• **TÂCHES À RÉALISER**:
• a. Restituez à l'identique le passage de l'article sur la trésorerie des exploitations viticoles qui va de « Les comptables conseillent » jusqu'à « payer leur facture. ».
• b. Selon l'article sur la trésorerie des exploitations viticoles, quelle fonction Jean-Marc Pousin occupe-t-il ?

• **TEXTE SOURCE**:
┌──

AUDE LUTUN - La vigne - n°274 - avril 2015 - page 74

Le printemps et le début de l'été sont généralement des périodes où la trésorerie des exploitations viticoles se trouve tendue. Voici les conseils de deux experts et d'un banquier pour passer au mieux ce cap difficile.

1. Vérifier les fondamentaux de son entreprise

Cette étape consiste à étudier la capacité de votre exploitation à dégager des résultats, ainsi que ses capacités d'autofinancement et de financement. Elle permettra de comprendre si les difficultés sont d'ordre conjoncturel ou structurel. « Il faut chercher l'origine des difficultés, précise Nathalie Brassart, conseillère de gestion chez CERFrance Saône-et-Loire. Cela peut être un aléa climatique, mais aussi des investissements autofinancés ou encore des prélèvements privés trop importants. D'une manière générale, les viticulteurs ne suivent pas d'assez près leurs coûts de production. Ils ont tendance à trop se focaliser sur le prix d'achat de leurs intrants. C'est important, mais il faut aussi regarder les autres paramètres constitutifs des coûts de production pour déceler un éventuel dérapage. S'il s'avère qu'on ne peut pas les réduire, il faut essayer de réajuster son prix de vente. »

Les comptables conseillent de calculer des prévisionnels les plus précis possibles sur les entrées et les sorties prévues dans les mois à venir. C'est aussi le moment de recontacter tous les clients qui tardent à payer leur facture.

2. Rencontrer son banquier

« En cas de problèmes de trésorerie, la première démarche à faire, c'est d'aller voir son banquier, préconise Nathalie Brassart. Mais le rapport de confiance avec son banquier, il faut l'avoir établi en amont des difficultés ! Le climat de confiance passe avant tout par la transparence. Il faut l'informer de vos difficultés et respecter vos engagements ainsi que les délais. »

Les conseillers de gestion rappellent qu'ils peuvent accompagner les viticulteurs quand ils ont rendez-vous avec la banque, munis d'un prévisionnel de trésorerie d'un an.

3. Réviser son endettement

« Beaucoup d'entreprises ne connaissent pas leur potentiel d'endettement à court terme, estime Jean-Marc Pousin, consultant chez CERFrance Poitou-Charentes. Les exploitations s'habituent souvent à devenir banquier d'elles-mêmes. Solliciter un complément de prêt à court terme n'est pas un réflexe naturel. Or, des financements adéquats sont suffisants dans de nombreuses situations. »

└──

• **DONNÉES PRÉSENTÉES**:
┌──

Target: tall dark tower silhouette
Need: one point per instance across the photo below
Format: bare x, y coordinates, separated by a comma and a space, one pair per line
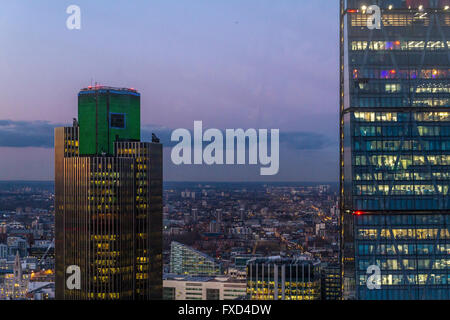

└──

• **RÉPONSES PAR TÂCHE**:
• a.
Les comptables conseillent de calculer des prévisionnels les plus précis possibles sur les entrées et les sorties prévues dans les mois à venir. C'est aussi le moment de recontacter tous les clients qui tardent à payer leur facture.

• b. Il est consultant chez CERFrance Poitou-Charentes.